● **Request**:
Write out precisely the lines beginning with the line that contains "of the overcast" and ending with the last line of the entries, and no other lines.

● **Task inputs**:
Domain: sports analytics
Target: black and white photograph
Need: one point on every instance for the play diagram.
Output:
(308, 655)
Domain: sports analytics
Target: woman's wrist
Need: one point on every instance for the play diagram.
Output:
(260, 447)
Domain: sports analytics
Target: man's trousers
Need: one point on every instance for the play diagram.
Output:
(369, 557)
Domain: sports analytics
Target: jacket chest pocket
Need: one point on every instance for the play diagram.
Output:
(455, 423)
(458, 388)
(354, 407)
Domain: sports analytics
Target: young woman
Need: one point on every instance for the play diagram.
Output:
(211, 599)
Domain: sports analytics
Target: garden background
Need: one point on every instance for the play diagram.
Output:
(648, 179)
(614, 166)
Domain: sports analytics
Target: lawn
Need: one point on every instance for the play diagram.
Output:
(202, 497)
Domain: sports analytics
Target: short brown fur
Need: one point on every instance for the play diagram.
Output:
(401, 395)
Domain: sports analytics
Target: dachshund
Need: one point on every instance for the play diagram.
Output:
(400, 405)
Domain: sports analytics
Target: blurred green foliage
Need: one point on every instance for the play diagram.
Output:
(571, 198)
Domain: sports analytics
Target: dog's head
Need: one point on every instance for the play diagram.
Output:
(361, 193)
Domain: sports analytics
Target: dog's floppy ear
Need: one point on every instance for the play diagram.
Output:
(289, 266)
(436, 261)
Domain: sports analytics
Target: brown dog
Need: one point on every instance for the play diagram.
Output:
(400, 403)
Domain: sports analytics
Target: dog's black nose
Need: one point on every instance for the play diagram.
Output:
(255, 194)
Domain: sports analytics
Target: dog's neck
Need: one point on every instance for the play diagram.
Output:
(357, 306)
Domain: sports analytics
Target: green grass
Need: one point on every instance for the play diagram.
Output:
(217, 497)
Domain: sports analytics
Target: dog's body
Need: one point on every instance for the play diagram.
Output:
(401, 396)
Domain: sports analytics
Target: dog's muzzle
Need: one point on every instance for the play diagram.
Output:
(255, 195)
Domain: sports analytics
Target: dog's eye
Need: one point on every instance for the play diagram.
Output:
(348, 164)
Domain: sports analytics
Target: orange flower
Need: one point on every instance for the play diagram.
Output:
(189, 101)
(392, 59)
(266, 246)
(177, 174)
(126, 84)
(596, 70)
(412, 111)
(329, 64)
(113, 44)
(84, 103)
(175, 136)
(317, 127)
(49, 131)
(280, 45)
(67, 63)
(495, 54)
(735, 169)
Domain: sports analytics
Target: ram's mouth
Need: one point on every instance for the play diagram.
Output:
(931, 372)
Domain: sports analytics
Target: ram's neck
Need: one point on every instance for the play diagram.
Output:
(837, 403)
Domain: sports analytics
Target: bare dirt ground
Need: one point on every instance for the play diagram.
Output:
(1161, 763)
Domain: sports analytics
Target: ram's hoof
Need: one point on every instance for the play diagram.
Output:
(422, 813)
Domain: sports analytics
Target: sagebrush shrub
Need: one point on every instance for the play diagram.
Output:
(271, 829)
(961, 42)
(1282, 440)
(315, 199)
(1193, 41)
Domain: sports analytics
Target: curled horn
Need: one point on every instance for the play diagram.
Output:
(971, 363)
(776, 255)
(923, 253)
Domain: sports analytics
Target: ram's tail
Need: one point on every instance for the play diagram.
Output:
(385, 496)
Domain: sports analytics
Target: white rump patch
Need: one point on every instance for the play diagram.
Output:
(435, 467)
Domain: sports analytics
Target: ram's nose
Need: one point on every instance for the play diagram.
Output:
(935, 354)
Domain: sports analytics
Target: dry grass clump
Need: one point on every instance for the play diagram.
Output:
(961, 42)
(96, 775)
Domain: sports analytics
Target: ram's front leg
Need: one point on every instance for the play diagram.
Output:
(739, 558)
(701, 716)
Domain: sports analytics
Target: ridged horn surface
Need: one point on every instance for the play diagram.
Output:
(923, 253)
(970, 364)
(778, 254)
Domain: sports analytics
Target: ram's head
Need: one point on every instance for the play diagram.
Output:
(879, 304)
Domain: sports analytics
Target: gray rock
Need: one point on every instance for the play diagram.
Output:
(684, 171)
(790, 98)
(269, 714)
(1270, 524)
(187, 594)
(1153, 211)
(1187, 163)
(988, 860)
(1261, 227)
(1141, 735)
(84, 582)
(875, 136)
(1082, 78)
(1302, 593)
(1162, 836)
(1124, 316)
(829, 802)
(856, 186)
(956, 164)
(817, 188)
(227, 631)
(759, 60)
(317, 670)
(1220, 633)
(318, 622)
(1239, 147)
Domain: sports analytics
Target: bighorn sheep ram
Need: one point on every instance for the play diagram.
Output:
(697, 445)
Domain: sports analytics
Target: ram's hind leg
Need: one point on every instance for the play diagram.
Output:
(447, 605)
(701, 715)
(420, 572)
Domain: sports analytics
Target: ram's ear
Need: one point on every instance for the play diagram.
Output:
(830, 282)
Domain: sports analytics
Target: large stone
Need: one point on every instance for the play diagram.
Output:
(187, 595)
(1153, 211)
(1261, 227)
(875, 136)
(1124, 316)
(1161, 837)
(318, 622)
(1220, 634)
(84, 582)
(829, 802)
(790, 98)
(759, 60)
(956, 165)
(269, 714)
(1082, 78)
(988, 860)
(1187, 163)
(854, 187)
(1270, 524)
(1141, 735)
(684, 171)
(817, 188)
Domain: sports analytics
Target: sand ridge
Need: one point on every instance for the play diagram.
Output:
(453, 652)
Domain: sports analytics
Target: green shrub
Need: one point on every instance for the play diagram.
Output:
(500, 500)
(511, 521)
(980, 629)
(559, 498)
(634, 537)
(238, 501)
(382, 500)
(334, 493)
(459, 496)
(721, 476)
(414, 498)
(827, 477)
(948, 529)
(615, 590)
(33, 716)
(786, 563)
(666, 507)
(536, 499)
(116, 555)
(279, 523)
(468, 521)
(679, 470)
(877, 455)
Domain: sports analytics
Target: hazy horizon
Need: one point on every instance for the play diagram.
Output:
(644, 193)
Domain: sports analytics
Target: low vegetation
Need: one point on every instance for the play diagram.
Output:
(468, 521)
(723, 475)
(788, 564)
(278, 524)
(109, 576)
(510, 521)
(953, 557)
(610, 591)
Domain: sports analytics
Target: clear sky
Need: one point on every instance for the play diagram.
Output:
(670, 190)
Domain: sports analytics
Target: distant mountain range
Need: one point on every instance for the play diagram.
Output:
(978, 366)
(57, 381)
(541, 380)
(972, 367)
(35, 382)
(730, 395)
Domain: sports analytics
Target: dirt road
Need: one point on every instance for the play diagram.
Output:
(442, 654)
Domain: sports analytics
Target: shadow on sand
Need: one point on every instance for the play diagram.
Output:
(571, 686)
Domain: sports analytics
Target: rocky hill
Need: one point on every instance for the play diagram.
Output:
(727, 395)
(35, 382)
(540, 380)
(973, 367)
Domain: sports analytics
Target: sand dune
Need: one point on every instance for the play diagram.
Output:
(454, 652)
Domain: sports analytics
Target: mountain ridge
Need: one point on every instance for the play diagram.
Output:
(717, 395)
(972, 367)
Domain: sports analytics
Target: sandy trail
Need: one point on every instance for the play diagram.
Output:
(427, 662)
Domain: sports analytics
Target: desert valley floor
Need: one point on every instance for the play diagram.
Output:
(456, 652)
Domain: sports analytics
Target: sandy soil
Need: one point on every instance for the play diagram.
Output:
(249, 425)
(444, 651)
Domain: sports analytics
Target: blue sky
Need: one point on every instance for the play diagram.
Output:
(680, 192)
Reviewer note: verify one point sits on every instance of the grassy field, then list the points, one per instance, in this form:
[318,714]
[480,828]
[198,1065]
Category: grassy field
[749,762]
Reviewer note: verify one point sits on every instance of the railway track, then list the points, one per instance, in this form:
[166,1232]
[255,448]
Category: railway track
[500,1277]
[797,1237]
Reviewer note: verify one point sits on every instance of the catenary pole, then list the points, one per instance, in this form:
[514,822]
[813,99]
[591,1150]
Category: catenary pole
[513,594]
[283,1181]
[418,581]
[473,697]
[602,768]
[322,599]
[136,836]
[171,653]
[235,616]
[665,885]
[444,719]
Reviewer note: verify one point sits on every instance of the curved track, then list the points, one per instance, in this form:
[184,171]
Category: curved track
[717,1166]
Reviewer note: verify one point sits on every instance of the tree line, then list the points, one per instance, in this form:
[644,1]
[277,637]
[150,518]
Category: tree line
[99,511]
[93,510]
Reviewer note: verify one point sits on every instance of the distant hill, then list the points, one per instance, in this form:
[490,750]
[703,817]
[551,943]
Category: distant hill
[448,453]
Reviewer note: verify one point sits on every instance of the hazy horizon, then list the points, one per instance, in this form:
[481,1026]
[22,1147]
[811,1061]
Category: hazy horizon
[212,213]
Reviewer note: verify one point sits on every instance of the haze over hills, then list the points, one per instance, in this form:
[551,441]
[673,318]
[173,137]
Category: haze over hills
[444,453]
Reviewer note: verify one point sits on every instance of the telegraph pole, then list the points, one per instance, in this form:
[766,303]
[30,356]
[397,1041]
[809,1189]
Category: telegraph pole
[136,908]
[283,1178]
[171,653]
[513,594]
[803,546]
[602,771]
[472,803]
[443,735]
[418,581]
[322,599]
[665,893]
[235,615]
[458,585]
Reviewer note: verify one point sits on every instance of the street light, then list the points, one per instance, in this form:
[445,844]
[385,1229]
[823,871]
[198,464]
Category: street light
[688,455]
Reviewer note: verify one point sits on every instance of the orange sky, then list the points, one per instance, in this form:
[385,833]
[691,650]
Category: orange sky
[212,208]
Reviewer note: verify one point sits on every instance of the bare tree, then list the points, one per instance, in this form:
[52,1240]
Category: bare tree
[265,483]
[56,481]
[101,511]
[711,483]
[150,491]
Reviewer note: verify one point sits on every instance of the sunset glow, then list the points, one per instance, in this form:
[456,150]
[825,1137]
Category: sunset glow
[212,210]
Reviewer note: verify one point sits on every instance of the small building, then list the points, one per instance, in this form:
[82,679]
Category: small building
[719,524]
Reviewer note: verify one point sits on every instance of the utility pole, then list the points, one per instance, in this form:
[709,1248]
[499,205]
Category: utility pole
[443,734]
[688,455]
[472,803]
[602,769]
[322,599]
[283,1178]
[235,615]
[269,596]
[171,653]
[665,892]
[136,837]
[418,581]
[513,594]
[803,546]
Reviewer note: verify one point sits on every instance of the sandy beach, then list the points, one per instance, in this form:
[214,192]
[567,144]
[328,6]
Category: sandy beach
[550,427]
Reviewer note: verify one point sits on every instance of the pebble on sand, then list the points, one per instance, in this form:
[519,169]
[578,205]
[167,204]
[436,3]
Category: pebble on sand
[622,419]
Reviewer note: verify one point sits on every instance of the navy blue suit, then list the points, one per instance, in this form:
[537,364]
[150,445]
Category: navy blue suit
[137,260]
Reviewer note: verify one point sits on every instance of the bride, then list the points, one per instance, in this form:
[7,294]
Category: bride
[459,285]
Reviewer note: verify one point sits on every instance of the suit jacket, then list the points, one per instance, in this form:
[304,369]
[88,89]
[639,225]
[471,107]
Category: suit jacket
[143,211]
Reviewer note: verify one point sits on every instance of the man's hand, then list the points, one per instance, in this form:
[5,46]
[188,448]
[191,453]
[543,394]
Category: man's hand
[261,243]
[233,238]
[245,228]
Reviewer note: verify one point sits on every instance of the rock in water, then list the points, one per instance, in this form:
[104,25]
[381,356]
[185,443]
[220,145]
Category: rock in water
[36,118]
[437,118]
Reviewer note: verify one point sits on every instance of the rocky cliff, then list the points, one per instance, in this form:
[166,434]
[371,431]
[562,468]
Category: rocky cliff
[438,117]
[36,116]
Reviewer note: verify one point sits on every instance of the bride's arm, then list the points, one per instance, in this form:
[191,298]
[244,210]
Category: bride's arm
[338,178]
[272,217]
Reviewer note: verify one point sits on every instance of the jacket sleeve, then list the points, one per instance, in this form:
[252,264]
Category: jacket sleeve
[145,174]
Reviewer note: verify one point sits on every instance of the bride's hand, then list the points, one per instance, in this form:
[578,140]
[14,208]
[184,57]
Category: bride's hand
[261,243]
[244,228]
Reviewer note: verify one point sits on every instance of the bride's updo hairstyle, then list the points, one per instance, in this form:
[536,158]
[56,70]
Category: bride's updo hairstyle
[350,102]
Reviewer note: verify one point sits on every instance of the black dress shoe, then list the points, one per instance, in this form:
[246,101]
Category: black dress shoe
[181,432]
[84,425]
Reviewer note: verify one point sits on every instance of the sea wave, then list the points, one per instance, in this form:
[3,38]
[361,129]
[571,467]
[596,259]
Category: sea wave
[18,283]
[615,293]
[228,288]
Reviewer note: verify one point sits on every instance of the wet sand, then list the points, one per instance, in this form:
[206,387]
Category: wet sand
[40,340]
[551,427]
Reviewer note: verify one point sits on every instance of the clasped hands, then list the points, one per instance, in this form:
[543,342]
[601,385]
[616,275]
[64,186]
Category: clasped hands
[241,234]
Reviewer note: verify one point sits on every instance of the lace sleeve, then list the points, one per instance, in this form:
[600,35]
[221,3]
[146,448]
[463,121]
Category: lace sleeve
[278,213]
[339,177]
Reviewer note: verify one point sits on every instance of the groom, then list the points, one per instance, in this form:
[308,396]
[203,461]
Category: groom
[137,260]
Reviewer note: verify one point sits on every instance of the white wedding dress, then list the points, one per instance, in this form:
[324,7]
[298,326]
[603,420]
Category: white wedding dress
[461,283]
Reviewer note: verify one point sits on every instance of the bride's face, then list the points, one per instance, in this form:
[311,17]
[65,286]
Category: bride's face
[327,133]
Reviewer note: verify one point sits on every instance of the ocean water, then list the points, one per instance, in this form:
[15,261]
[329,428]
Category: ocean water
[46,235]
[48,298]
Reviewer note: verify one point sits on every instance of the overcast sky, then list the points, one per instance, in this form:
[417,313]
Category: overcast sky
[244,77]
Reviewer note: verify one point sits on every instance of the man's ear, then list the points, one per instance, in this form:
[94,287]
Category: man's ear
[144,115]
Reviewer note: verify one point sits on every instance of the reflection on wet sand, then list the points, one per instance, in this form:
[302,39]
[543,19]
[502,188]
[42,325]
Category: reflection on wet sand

● **In response**:
Reviewer note: verify one point sits on every instance of the overcast sky, then list the points, one per instance, in this form:
[417,313]
Category: overcast sky
[244,77]
Reviewer note: verify one point sits on every instance of the man's ear, then list the points, one per instance, in this form:
[94,287]
Category: man's ear
[144,115]
Reviewer note: verify one point sits on every instance of the reflection on wet sand, then list the points, one per instance, in this form:
[302,39]
[543,19]
[502,188]
[42,325]
Category: reflection on wet sand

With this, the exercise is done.